__WHAT THIS TASK INVOLVES__
Take the records below and extract, word for word, the lines from the one containing "Confirm that each instance of the kitchen island gets" through the final line, inclusive. Omit pictures.

__RECORDS FOR THIS EXERCISE__
begin

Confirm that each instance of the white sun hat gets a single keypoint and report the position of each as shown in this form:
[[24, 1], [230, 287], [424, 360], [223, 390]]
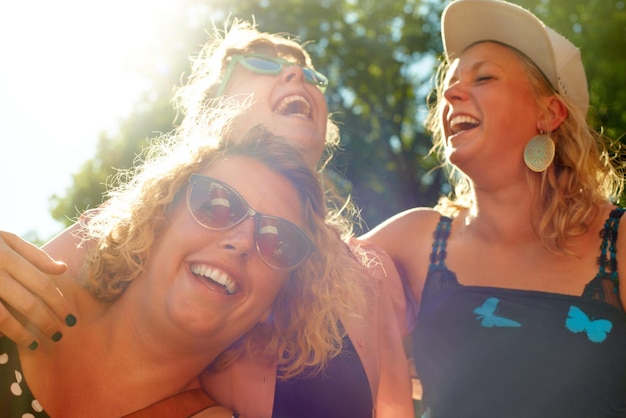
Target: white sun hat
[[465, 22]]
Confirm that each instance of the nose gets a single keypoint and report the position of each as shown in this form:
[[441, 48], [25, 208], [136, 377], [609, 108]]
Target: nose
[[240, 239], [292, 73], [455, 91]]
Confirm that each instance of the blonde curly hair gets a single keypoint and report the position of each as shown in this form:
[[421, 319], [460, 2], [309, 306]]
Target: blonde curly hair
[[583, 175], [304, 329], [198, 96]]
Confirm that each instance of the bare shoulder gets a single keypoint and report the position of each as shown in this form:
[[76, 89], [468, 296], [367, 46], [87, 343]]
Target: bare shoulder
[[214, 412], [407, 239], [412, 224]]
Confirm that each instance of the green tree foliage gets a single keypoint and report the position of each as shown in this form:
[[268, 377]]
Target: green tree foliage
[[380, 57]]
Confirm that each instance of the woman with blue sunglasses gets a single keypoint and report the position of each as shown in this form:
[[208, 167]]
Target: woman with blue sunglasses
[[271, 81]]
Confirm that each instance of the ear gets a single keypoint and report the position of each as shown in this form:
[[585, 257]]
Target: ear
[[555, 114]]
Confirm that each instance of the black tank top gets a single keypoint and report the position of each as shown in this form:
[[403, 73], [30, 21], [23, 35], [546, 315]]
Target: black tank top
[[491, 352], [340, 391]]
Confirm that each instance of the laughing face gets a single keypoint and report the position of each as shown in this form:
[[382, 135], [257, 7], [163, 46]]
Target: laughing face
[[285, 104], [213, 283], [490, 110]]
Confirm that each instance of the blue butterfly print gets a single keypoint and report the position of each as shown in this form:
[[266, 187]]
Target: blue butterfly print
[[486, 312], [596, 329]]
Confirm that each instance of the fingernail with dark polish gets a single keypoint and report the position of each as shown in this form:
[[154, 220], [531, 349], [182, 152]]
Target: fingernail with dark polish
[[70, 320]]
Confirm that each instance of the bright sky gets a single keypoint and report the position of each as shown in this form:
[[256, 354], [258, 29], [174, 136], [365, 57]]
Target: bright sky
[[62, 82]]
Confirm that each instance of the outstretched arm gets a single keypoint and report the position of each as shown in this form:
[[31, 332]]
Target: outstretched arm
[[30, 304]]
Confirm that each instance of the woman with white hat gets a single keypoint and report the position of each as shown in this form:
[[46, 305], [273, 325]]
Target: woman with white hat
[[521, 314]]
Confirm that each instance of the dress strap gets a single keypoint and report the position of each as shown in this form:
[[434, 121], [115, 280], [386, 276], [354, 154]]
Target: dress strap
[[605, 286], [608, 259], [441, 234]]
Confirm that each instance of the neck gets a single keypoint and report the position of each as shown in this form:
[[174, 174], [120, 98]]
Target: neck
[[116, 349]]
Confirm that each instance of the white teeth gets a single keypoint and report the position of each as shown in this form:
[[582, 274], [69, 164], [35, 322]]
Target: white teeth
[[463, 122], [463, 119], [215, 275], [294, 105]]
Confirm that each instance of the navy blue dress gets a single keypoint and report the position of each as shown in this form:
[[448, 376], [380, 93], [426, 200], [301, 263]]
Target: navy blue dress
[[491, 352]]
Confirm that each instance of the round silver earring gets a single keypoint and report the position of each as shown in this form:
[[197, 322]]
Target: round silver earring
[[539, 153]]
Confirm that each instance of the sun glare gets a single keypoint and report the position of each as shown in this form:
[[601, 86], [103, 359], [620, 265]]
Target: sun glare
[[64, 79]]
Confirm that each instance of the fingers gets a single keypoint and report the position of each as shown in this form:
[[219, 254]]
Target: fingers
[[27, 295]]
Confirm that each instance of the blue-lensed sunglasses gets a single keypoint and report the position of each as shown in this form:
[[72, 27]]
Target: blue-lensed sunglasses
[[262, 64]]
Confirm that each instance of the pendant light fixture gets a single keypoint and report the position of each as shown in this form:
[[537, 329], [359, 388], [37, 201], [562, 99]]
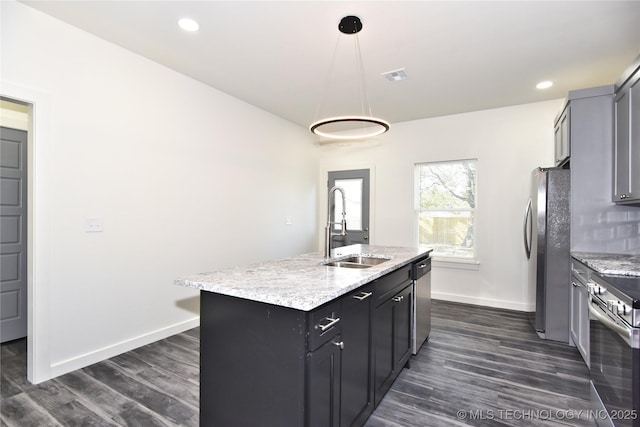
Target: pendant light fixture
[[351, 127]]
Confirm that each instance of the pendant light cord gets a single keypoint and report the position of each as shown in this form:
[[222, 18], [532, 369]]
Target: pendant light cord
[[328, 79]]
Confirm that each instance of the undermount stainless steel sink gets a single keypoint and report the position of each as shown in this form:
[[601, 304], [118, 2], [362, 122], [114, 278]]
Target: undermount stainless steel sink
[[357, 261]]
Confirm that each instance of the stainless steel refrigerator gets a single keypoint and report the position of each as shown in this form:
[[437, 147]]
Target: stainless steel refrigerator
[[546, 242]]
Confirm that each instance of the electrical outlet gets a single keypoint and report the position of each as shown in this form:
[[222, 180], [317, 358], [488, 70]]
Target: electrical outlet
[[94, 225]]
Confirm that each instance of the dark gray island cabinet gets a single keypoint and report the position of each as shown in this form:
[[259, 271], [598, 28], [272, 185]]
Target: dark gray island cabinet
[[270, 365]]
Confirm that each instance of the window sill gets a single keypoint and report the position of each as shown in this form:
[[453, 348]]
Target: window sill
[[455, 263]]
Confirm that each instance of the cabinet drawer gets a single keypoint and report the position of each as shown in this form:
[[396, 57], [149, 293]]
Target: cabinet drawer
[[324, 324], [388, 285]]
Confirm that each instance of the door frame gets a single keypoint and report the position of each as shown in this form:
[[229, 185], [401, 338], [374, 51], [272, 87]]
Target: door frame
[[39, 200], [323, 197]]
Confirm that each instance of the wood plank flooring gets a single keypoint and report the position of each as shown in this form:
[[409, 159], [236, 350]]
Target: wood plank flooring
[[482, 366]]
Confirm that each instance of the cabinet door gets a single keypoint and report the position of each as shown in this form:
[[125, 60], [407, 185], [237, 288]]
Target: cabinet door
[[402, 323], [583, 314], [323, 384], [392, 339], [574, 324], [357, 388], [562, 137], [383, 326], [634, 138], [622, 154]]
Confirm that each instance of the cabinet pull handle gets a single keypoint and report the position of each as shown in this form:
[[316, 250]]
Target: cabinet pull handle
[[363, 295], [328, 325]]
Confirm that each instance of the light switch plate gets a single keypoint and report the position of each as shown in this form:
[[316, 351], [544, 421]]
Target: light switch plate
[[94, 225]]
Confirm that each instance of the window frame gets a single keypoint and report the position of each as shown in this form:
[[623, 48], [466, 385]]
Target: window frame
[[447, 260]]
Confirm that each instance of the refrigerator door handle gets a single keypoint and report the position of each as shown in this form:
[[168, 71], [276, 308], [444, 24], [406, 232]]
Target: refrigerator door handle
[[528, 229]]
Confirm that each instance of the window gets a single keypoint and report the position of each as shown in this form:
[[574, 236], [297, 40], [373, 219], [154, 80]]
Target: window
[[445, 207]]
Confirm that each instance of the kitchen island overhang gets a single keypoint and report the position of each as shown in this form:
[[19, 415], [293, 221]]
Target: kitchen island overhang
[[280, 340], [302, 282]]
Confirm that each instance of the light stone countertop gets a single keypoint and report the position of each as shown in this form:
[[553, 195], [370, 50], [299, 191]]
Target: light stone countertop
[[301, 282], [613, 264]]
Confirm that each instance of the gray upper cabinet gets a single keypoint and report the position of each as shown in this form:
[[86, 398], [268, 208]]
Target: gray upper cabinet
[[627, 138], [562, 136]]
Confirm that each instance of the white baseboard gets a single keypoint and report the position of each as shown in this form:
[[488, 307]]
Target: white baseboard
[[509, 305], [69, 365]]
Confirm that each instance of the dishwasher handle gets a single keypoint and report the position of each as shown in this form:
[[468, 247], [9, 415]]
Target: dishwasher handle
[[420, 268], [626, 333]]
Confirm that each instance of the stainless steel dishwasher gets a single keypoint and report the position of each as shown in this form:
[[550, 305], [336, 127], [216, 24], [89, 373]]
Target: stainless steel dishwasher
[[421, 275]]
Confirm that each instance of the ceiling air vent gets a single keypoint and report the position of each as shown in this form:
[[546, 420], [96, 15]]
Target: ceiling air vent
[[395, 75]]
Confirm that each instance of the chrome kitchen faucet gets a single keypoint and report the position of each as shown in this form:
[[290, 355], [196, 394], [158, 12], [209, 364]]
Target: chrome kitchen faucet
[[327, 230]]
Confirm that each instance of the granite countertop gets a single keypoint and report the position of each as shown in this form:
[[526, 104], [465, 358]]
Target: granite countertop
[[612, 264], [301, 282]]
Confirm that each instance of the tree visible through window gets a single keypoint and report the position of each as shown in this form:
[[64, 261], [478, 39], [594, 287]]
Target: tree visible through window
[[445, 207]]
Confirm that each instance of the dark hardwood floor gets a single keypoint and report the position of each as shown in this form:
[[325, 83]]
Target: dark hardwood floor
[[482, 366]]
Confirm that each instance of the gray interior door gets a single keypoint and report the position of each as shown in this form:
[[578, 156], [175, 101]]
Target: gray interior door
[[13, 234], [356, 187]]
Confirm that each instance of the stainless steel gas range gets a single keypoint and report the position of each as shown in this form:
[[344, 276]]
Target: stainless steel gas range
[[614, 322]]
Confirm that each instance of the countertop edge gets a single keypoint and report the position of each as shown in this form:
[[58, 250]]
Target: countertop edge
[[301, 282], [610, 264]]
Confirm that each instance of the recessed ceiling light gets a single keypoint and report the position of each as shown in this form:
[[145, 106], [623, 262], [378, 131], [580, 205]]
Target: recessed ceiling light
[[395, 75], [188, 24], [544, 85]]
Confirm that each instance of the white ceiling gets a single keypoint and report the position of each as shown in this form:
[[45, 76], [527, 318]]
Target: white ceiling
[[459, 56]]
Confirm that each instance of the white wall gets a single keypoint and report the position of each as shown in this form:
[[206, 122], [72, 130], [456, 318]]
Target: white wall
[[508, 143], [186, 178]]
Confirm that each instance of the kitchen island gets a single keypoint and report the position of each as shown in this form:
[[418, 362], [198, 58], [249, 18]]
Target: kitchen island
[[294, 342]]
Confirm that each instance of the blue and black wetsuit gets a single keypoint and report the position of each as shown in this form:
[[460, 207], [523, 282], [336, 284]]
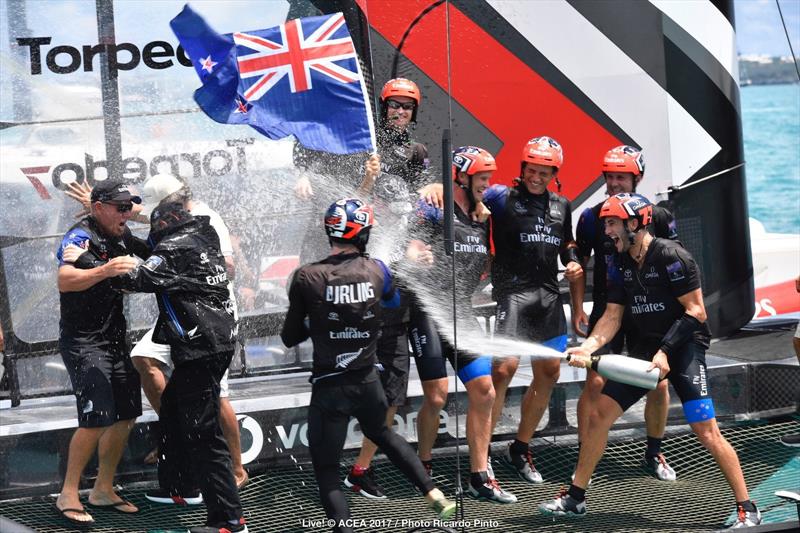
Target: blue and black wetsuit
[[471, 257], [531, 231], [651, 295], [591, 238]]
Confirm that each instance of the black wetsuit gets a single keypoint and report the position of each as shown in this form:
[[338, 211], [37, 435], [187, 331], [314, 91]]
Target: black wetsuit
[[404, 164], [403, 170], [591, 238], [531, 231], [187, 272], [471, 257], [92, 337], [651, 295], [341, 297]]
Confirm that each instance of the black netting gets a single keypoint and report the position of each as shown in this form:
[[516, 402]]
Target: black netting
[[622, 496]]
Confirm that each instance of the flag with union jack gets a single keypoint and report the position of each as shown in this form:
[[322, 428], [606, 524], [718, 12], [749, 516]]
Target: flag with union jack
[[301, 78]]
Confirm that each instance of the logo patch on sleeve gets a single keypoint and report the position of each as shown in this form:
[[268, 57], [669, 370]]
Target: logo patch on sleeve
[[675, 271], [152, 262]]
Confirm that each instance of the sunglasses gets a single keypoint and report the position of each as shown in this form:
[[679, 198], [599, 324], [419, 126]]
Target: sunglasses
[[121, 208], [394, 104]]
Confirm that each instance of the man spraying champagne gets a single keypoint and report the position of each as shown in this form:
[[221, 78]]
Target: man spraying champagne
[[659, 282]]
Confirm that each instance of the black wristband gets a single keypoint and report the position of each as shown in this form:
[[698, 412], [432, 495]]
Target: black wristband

end

__ANSWER TO THE EXERCISE__
Confirm that each instance of the kitchen island gets a single keypoint and report the position of each as shown in this form:
[[418, 362], [198, 58], [249, 18]]
Target: kitchen island
[[294, 342]]
Confirm that each instance of the blue and black wetsuit gets a single keypoint and report the position of each as shown in this form:
[[460, 207], [523, 282], [336, 284]]
Target: blue and black wetsuit
[[471, 257], [531, 231], [651, 295], [591, 238]]
Confirm that each instance of the black wetsuit gets a single keypoint and report the position of each as shown in this form:
[[338, 211], [37, 435], [187, 331], [314, 91]]
Target: black wetsuit
[[404, 164], [403, 170], [591, 238], [531, 231], [187, 272], [471, 257], [92, 337], [651, 295], [341, 297]]
Confirm that each instance of the black netting gets a single keypoint and report the position of each as shown in this form:
[[516, 402]]
Target: black netting
[[622, 496]]
Confirm that each instance of the flag with union jack gets a single keypoint and report the position of each as shown in this form:
[[322, 428], [606, 524], [718, 12], [749, 516]]
Target: flag with union jack
[[301, 78]]
Confirm that each instance of the logo patch on sleeve gets a single keypoint and report the position of each as shown in this form:
[[268, 57], [669, 370]]
Target: logo patch on sleeve
[[675, 271], [152, 262]]
Confirm that each instance of the sunglasses gets a single keypoint and report the position of each as shown in this form:
[[679, 198], [599, 324], [419, 126]]
Target: sunglasses
[[121, 208], [394, 104]]
Confirm that each instance of the man spraying champagne gets a single keypoint and report the position of each as shown in this form:
[[221, 78]]
Target: man spraying champagne
[[659, 282]]
Confirm that each instance of the black wristband gets a single keypoint and report the position of each as shown in this form:
[[698, 412], [432, 495]]
Target: black wristband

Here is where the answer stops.